**Brief**
Where does the word "white" occur in the entries below? Copy every line that has it.

#####

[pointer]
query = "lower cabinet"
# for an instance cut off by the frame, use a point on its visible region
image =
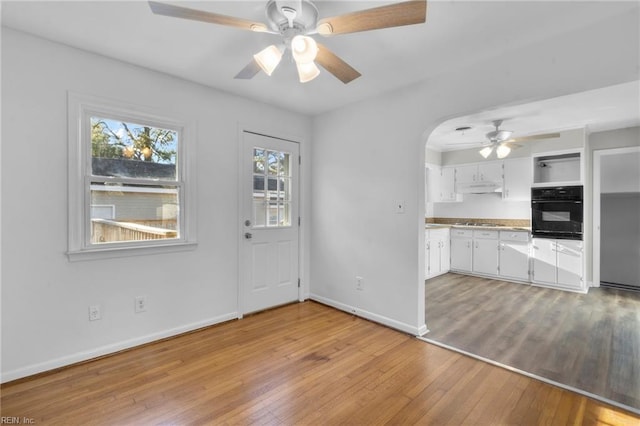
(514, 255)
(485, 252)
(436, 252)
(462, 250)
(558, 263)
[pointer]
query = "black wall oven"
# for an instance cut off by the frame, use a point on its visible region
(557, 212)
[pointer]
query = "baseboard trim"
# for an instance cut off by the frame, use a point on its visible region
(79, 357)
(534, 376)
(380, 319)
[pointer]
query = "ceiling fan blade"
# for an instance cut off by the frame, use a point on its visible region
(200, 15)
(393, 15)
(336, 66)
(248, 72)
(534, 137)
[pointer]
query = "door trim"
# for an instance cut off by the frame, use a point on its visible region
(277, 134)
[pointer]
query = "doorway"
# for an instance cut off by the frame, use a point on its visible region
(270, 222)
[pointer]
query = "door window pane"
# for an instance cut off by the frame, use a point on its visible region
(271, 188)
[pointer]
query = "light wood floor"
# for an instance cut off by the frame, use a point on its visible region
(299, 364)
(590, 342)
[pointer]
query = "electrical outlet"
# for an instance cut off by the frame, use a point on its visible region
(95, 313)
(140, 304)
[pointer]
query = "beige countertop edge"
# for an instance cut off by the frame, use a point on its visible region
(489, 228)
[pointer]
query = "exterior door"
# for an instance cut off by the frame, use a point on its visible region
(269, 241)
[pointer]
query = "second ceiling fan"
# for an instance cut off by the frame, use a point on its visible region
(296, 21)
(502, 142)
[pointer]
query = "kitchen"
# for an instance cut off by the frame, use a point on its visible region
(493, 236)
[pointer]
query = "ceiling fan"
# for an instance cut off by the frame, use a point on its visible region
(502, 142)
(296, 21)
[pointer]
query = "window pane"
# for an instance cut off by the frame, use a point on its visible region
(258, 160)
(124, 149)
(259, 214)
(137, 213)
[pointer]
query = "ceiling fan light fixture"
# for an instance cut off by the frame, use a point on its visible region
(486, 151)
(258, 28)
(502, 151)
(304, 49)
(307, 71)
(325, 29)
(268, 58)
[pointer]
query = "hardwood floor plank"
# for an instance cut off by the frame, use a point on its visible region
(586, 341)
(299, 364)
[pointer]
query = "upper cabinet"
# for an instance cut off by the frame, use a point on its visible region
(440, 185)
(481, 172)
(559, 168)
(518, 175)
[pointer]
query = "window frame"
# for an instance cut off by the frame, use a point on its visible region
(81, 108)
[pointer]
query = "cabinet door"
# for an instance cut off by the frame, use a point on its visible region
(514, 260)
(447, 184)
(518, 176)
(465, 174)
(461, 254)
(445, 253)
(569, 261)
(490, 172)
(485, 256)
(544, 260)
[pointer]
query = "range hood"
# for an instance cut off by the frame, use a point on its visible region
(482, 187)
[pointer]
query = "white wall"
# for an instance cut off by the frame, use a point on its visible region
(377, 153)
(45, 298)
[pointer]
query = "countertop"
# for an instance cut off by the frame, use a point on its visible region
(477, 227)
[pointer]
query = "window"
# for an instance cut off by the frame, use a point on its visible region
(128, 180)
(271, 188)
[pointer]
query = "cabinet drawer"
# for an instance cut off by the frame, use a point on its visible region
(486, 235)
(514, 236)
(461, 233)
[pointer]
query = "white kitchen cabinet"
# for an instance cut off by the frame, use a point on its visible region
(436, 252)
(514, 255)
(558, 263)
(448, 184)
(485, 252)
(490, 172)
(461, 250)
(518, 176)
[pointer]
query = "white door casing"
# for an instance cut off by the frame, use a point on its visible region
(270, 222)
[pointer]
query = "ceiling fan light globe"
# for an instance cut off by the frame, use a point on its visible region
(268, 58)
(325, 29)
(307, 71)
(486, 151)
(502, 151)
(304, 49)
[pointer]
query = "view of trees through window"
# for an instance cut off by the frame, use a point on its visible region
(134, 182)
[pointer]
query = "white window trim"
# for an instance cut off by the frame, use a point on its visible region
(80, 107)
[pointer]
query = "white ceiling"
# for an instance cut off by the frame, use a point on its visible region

#####

**Result of the exercise**
query = "white wall"
query = "white kitchen cabinet"
query = "white door casing"
query = "white window trim"
query = "white ceiling"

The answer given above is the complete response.